Testo selezionato:
============

Una Firenze quasi mai assolata ma grigia, manco fosse Torino. Gli amici, 4+1. Un giornalista, un conte senza una lira, un architetto, un professore di medicina pieno di soldi, un barista. Cinque vite che si incrociano all’insegna di un unico denominatore: comunque sia andata, ma che bello stare insieme. Divertiamoci. O perlomeno proviamoci. Scaturito da un’idea di Pietro Germi, che non ce l’ha fatta a realizzarla perché la vita è sempre intempestiva, “Amici miei” – primo film della saga che usciva in Italia mezzo secolo fa – porta con sé la sapidità, la cattiveria e il rinculo del ridere che sono i segni del grande cinema di Mario Monicelli. Dentro c’è tutto. Anzi, di più. Il rimpianto, la morte. La seduzione. Lo sberleffo. Ma soprattutto la zingarata, termine che omaggia definitivamente il gusto dell’essere un po’ zingari, ovvero di non accettare 365 giorni all’anno le regole della vita borghese.

============

Dati forniti:
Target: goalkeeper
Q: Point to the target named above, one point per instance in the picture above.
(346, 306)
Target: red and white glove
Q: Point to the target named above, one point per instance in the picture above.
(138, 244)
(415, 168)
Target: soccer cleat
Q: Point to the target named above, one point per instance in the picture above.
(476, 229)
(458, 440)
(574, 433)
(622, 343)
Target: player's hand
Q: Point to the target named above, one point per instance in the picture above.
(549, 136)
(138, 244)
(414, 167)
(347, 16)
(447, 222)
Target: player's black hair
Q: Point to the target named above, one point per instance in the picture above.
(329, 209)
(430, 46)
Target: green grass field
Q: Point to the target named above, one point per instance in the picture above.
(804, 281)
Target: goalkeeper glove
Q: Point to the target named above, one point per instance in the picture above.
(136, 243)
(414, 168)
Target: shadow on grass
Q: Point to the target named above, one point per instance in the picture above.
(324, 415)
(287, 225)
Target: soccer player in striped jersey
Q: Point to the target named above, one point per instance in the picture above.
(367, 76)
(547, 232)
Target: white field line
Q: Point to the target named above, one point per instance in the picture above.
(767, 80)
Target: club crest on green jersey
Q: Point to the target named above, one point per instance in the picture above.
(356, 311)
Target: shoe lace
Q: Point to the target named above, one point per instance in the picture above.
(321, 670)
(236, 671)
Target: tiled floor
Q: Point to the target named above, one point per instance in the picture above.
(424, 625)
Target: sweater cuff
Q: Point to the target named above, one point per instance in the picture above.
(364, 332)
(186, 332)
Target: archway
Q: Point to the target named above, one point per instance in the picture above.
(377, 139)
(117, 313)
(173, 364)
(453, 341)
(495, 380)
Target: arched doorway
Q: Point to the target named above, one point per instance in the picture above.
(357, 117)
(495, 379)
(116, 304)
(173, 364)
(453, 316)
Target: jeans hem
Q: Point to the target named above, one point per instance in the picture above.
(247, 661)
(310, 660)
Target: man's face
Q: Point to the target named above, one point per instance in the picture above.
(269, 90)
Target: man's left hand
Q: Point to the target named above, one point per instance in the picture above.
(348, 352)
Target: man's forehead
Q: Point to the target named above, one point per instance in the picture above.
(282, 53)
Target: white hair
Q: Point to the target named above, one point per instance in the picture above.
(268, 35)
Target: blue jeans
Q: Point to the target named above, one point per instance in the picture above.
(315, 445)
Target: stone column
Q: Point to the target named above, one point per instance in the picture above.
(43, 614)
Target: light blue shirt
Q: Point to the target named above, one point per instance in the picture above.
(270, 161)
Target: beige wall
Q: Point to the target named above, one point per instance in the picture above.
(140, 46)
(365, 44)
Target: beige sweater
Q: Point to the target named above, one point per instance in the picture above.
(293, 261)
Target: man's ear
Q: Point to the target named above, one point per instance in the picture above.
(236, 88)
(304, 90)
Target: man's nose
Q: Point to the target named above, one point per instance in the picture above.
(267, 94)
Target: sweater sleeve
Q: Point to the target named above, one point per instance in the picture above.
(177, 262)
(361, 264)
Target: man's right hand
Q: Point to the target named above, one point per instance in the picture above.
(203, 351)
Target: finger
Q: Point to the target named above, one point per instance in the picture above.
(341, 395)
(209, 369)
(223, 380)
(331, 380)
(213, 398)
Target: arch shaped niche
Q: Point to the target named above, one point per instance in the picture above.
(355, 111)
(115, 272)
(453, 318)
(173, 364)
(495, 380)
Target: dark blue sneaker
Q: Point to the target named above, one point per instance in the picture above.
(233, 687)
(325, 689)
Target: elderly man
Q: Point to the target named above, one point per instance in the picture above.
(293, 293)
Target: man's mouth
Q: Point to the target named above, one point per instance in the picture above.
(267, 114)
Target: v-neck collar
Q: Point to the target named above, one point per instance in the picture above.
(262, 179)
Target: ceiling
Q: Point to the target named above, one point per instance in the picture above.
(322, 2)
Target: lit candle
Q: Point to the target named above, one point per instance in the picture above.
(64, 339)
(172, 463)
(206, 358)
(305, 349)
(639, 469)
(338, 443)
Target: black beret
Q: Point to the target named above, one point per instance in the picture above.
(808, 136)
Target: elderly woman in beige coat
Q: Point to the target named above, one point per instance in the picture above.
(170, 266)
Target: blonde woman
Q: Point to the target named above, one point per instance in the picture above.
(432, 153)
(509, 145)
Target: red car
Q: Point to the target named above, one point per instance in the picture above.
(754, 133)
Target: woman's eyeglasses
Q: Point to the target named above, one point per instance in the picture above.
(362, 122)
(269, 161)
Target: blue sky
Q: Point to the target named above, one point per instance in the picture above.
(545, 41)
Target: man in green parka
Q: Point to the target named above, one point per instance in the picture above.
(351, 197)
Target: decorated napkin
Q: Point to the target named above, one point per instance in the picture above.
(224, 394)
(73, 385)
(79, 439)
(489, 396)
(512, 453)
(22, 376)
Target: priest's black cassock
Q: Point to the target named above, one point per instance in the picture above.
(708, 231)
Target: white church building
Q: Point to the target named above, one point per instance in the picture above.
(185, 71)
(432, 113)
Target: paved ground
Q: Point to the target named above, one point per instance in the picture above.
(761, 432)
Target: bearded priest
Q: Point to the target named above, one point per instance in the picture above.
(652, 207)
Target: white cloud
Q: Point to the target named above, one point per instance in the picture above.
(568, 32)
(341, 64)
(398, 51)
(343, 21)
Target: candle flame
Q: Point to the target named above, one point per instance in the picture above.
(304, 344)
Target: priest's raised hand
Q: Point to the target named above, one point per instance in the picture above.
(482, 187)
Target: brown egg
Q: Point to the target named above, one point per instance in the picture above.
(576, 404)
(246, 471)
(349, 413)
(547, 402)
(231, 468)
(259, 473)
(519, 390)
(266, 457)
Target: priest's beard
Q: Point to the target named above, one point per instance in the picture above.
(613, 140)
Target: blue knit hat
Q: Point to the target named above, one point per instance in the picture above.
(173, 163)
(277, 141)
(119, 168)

============

Richiesta di lavoro A:
Rispondi a queste domande sul testo su «Amici miei»:
(i) Come viene descritta Firenze all'inizio?
(ii) Da un'idea di chi è nato il film?
(iii) Che cosa omaggia il termine «zingarata»?
Richiesta di lavoro B: Prosegui il testo su «Amici miei» dopo la sua ultima frase.

Risultato del compito A:
(i) Come una città quasi mai assolata ma grigia, «manco fosse Torino».
(ii) Di Pietro Germi.
(iii) Il gusto dell'essere un po' zingari, cioè di non accettare 365 giorni all'anno le regole della vita borghese.

Risultato del compito B:
Ecco allora messi in scena, in sequenze che sono ancora oggi d’una attualità sconcertante, tutti i pernacchi possibili. Gli schiaffi a chi parte in treno e s’affaccia al finestrino, la passione per le donne, le imbucate alle feste e – come nelle satire migliori – persino un funerale. Quello del giornalista Perozzi, a cui i 4 amici tributano il migliore saluto possibile. Nella camera ardente, dopo che la moglie, senza versare una lacrima, dice per lei non è morto nessuno e se ne va, risponde il coro unanime dei 4 sopravvissuti: «A me piaceva». E fanculo alla moglie.